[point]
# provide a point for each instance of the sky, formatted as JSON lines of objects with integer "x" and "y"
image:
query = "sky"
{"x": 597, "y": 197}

────────────────────────────────────────

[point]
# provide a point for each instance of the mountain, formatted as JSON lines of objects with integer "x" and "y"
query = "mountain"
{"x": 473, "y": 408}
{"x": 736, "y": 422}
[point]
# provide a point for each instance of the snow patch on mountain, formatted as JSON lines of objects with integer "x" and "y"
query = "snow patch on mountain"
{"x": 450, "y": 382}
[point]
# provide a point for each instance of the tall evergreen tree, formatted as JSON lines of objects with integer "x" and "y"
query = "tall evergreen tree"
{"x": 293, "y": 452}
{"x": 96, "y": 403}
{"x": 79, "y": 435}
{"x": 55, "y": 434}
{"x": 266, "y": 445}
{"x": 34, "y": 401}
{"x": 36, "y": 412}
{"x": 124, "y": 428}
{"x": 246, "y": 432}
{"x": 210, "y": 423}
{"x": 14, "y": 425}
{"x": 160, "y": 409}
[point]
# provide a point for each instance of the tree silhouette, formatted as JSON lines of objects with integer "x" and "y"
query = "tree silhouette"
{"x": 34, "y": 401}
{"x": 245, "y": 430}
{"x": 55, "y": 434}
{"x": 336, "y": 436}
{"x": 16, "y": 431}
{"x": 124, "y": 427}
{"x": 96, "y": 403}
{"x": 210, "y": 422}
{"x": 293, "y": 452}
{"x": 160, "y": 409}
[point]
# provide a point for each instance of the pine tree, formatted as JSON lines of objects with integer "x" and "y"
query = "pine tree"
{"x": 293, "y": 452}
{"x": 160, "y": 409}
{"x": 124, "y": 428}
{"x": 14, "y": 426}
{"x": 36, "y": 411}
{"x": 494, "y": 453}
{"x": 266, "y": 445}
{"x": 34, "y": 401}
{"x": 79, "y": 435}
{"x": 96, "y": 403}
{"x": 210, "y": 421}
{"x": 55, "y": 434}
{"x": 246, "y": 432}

────────────────────────────────────────

Find the lines in the entries above where "objects" occurs, and copy each of them.

# provide a point for each instance of the sky, formatted as JSON lines of objects with integer "x" and "y"
# provide a point for each instance of the mountain, formatted as JSON lines of objects with integer "x" and "y"
# provide a point for each instance of the snow patch on mountain, formatted as JSON lines of objects with integer "x" and "y"
# provide a point for each instance of the tall evergreen tree, formatted as JSON lines of objects with integer "x" and "y"
# provide a point for each instance of the tree silhouette, formatted as JSON lines of objects with integer "x" and "y"
# provide a point for each instance of the pine tree, formatted as JSON lines of objects with integer "x" and "y"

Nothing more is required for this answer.